REQUIREMENTS:
Each line of the material must be returned exactly.

EXCERPTED RECORDS:
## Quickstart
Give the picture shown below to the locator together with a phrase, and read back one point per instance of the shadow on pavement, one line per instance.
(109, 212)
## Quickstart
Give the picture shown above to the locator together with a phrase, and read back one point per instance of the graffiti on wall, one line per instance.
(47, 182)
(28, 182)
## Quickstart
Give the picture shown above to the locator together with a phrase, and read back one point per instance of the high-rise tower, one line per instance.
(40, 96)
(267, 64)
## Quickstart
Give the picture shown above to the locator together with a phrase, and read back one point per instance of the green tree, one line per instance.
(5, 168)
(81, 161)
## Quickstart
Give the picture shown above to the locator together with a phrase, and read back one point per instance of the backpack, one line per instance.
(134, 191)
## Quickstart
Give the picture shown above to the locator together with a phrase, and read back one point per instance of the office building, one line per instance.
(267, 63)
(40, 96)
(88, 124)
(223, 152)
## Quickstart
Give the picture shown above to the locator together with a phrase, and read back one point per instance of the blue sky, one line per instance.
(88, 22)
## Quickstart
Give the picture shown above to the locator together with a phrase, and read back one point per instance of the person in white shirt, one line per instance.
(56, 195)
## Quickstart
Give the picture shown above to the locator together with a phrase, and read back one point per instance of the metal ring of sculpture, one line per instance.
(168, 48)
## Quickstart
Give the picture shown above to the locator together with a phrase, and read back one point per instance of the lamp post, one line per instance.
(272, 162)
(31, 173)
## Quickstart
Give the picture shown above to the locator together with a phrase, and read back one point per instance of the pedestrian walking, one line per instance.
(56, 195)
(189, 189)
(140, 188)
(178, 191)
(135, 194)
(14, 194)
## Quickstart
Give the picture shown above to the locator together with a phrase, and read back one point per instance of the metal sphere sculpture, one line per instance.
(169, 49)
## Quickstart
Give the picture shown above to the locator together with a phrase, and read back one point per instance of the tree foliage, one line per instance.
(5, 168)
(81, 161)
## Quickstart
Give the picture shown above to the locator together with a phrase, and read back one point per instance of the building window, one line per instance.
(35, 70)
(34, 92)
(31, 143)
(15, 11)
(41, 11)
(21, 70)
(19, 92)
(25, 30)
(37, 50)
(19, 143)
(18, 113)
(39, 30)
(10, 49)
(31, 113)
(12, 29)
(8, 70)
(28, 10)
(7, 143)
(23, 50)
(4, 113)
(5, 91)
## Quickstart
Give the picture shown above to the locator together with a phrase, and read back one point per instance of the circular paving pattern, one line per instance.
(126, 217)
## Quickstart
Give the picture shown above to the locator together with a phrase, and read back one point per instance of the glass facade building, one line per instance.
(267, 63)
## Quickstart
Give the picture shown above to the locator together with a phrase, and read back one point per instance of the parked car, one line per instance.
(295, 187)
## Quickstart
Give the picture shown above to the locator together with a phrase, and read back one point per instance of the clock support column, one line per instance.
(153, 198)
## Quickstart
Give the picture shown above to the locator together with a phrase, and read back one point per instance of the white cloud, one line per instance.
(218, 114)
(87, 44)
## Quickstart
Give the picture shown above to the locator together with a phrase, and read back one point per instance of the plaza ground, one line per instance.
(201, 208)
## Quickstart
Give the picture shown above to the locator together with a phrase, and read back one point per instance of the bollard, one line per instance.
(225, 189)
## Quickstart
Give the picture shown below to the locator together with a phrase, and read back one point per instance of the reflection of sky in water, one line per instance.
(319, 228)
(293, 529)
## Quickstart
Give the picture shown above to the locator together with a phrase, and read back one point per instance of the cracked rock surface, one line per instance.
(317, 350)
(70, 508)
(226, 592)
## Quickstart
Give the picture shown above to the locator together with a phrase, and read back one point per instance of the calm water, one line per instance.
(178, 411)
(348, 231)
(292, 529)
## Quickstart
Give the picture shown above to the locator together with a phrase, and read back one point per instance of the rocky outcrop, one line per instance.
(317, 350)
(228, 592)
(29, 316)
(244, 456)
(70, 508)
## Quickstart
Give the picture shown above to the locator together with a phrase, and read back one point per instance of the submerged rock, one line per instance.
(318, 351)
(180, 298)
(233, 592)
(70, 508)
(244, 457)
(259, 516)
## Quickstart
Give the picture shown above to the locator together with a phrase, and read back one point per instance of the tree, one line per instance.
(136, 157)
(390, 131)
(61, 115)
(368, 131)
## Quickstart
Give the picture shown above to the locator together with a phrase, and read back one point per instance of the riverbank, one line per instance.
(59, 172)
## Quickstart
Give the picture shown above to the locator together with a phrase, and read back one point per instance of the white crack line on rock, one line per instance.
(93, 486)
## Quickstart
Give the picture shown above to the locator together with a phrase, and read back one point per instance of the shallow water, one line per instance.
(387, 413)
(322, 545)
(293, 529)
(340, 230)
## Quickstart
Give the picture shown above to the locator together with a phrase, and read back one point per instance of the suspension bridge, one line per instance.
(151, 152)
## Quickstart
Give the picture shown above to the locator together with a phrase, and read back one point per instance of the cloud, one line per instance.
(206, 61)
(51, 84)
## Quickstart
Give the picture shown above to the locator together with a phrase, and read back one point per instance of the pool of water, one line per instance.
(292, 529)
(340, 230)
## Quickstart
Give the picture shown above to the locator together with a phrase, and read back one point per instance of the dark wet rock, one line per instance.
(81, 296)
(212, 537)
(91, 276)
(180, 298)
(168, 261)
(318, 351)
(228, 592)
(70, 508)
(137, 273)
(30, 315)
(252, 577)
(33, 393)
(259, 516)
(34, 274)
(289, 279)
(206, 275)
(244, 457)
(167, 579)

WORKED SOLUTION:
## Quickstart
Give the picture shown below to the locator together with a phrase, and read back one point per instance of the shadow on pavement, one line per instance.
(109, 212)
## Quickstart
Give the picture shown above to the locator together with a phrase, and read back one point per instance of the graffiti on wall, one line per instance.
(47, 182)
(28, 182)
## Quickstart
Give the picture shown above to the locator together with a phrase, and read back one point per instance of the high-rise tower, one line per instance.
(40, 96)
(267, 64)
## Quickstart
Give the picture shown above to the locator together with a phrase, and read back one point per instance of the green tree, one line per instance.
(5, 168)
(81, 161)
## Quickstart
Give the picture shown above to the locator together with a phrase, and read back one point per instance of the backpack, one line per instance.
(134, 191)
## Quickstart
Give the picture shown above to the locator together with a phrase, and read back one point per instance of the office building, one line per instance.
(267, 63)
(40, 96)
(88, 124)
(223, 152)
## Quickstart
Give the picture shown above to the locator together with a phrase, and read back one point per instance of the blue sky, one line per instance.
(88, 22)
## Quickstart
Give the picture shown above to the locator together with a phrase, and read back one point per instance of the person in white shirt, one line per instance.
(56, 195)
## Quickstart
Give the picture shown above to the locator together with a phrase, and read back one point per instance of the metal ring of sculpture, one line per instance.
(168, 48)
## Quickstart
Give the picture shown above to the locator together with a phrase, and read back one point per instance of the lamp post, one line per instance.
(272, 162)
(31, 173)
## Quickstart
Give the picture shown above to the locator together with a phrase, and read back one point per instance of the pedestrian walking, one line per instance.
(56, 195)
(189, 189)
(140, 188)
(178, 191)
(135, 194)
(14, 194)
## Quickstart
Give the picture shown above to the locator together with a phrase, and read back one point per instance of the metal sphere sculpture, one line per instance.
(169, 49)
## Quickstart
Give the picture shown above to the locator together with a phrase, and read back one point per instance of the tree foliage, one line per instance.
(5, 168)
(81, 161)
## Quickstart
Give the picture shown above to the locator together with a phrase, and read back one point per instance of the building window, one line per instance.
(35, 70)
(34, 92)
(31, 143)
(15, 11)
(41, 11)
(21, 70)
(19, 92)
(25, 30)
(37, 50)
(19, 143)
(18, 113)
(39, 30)
(10, 49)
(31, 113)
(12, 29)
(8, 70)
(28, 10)
(7, 143)
(23, 50)
(4, 113)
(5, 91)
## Quickstart
Give the picture shown above to the locator together with a phrase, and read back one point per instance of the circular paving pattern, one line per instance.
(126, 217)
## Quickstart
Give the picture shown above to the locator together with a phrase, and read back one point per instance of the glass facade building, one line per instance.
(267, 63)
## Quickstart
Give the picture shown above to the locator together with a phrase, and read back one point per instance of the parked car, one line per instance.
(295, 187)
## Quickstart
Give the picture shown above to the locator together with a phrase, and read back one point per instance of the clock support column, one line per instance.
(153, 198)
## Quickstart
Give the picture shown above to the locator together with a phrase, and read back one point per instance of the white cloud, one line per instance.
(218, 114)
(87, 44)
## Quickstart
Give the picture shown above to the locator together with a phrase, and read back one point per instance of the plaza ground, one line per instance.
(201, 208)
## Quickstart
Give the picture shown above to the locator together with a phrase, and read back one point per instance of the bollard, one line per instance.
(225, 189)
## Quickstart
Give the picture shown below to the locator together with a phrase, and read back one point per instance of the reflection of sky in water, one line per instance.
(319, 228)
(293, 529)
## Quickstart
Give the picture shown above to the locator together with a phrase, and read back one point per instance of the cracked rock surface, one line per instance.
(317, 350)
(70, 508)
(226, 592)
## Quickstart
Give the picture shown above to the locator together with a phrase, and read back one point per instance of the calm water, one line per instance.
(178, 411)
(348, 231)
(292, 529)
## Quickstart
Give the picture shown above to the locator together with a phrase, and read back one point per instance of the rocky outcrop, one line per instance.
(317, 350)
(228, 592)
(29, 316)
(244, 456)
(70, 508)
## Quickstart
Give the picture shown above to the locator together with a phrase, and read back one point per instance of the submerged rock, one line per instance.
(318, 351)
(180, 298)
(233, 592)
(70, 508)
(244, 457)
(259, 516)
## Quickstart
Give the picture shown above to the locator together with a phrase, and read back one point per instance of the tree, one line per instance.
(136, 157)
(390, 131)
(61, 115)
(368, 131)
## Quickstart
Give the picture shown above to the locator together with a phrase, and read back one point per instance of the riverbank, one line per instance.
(59, 172)
## Quickstart
Give the picture shown above to the locator together with a phrase, and read back one point per instance of the white crack line on rock, one line per instance.
(93, 486)
## Quickstart
Give the picture shown above to the locator together with a phrase, and read back one point per instance of the shallow water, one line per instance.
(387, 413)
(322, 545)
(293, 529)
(340, 230)
## Quickstart
Give the picture shown above to the locator together with a phrase, and read back one point per instance of the suspension bridge, one line per instance.
(151, 152)
## Quickstart
Give the picture shown above to the locator together with a phrase, and read back one point per instance of the cloud, one line per instance.
(206, 61)
(51, 84)
## Quickstart
Give the picture shown above to the locator together with a phrase, and read back one point per instance of the pool of water, one line per instance.
(292, 529)
(340, 230)
## Quickstart
Give the picture shown above to the locator together with a phrase, and read back one point per instance of the dark wet rock, one line per instance.
(81, 296)
(212, 537)
(91, 276)
(180, 298)
(168, 261)
(318, 351)
(228, 592)
(70, 508)
(137, 273)
(30, 315)
(252, 577)
(33, 393)
(259, 516)
(34, 274)
(289, 279)
(206, 275)
(244, 457)
(167, 579)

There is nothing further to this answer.